*Provided text*.
▼▼▼
Crystallographic data for the 2 polymorphs of iridium(III) chloride
| Compound | α-IrCl_{3} | β-IrCl_{3} |
|---|---|---|
| Crystal Structure | Monoclinic | Orthorhombic |
| Space Group | C2/m | Fddd |
| Lattice constant a (Å) | 5.99 | 6.95 |
| Lattice constant b (Å) | 10.37 | 9.81 |
| Lattice constant c (Å) | 5.99 | 20.82 |
| β | 109.4° |  |
| Calculated density (g/cm^{3}) | 5.33 | 5.34 |

The structure of the trihydrate has not been elucidated yet.

==Reactions and uses==
Industrially, most iridium complexes are generated from ammonium hexachloroiridate or the related chloroiridic acid (H_{2}IrCl_{6}). The Cativa process, source of most of the world's acetic acid relies on such catalysts.
▲▲▲
*Raw data*.
▼▼▼
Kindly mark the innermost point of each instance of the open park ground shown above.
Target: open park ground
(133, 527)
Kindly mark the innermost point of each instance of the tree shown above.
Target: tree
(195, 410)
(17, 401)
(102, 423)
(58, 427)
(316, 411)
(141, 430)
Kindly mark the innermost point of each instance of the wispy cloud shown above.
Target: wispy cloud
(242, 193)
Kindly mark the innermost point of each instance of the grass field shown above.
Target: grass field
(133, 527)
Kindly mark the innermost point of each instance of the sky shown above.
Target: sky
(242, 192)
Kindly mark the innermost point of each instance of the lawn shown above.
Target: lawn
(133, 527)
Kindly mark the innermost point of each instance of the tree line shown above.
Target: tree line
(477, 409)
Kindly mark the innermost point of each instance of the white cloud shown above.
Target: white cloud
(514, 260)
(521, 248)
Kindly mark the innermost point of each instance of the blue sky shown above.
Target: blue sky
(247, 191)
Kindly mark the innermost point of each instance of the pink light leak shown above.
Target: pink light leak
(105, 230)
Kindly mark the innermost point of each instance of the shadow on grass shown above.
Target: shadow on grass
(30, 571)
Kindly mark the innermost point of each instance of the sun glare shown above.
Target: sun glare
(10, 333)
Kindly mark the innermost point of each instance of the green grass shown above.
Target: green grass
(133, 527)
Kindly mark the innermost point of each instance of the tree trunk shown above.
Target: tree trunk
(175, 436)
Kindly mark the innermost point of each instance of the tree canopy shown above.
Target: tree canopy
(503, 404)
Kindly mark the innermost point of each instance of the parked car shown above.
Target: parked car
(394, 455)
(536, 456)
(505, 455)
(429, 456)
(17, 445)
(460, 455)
▲▲▲
▼▼▼
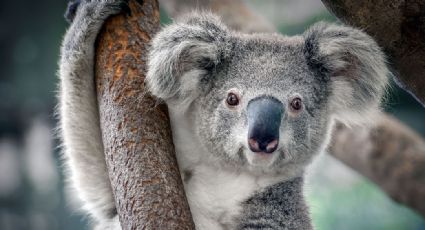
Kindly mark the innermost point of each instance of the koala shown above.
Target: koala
▲▲▲
▼▼▼
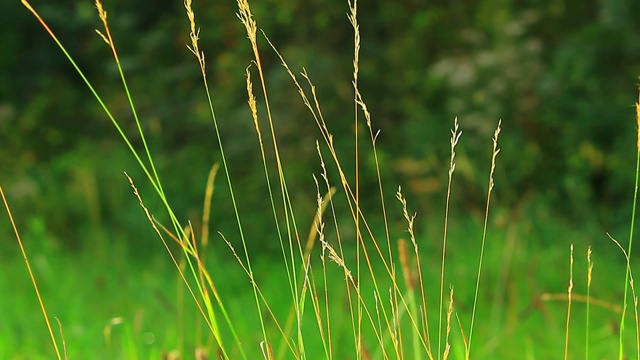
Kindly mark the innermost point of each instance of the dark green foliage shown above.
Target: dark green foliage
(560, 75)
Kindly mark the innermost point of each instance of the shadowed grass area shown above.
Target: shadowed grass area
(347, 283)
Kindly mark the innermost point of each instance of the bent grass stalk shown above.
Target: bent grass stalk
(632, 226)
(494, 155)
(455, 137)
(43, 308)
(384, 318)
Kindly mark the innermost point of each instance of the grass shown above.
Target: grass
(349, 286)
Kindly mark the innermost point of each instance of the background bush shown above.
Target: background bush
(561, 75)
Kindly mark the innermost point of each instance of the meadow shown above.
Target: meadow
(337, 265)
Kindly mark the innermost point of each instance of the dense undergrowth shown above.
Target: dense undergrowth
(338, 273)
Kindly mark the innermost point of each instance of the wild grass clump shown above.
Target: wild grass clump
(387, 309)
▲▲▲
*Work task 1*.
Answer the following from the text on iridium(III) chloride:
(a) What space group is given for β-IrCl_{3}?
(b) What calculated density, in g/cm^{3}, is listed for α-IrCl_{3}?
(c) Which process, described as the source of most of the world's acetic acid, relies on such catalysts?
*Work task 2*. Return everything from "Crystallographic data for" down to "been elucidated yet." in the text on iridium(III) chloride, copied word for word.

*Task solution 1*.
(a) Fddd
(b) 5.33
(c) The Cativa process

*Task solution 2*.
Crystallographic data for the 2 polymorphs of iridium(III) chloride
| Compound | α-IrCl_{3} | β-IrCl_{3} |
|---|---|---|
| Crystal Structure | Monoclinic | Orthorhombic |
| Space Group | C2/m | Fddd |
| Lattice constant a (Å) | 5.99 | 6.95 |
| Lattice constant b (Å) | 10.37 | 9.81 |
| Lattice constant c (Å) | 5.99 | 20.82 |
| β | 109.4° |  |
| Calculated density (g/cm^{3}) | 5.33 | 5.34 |

The structure of the trihydrate has not been elucidated yet.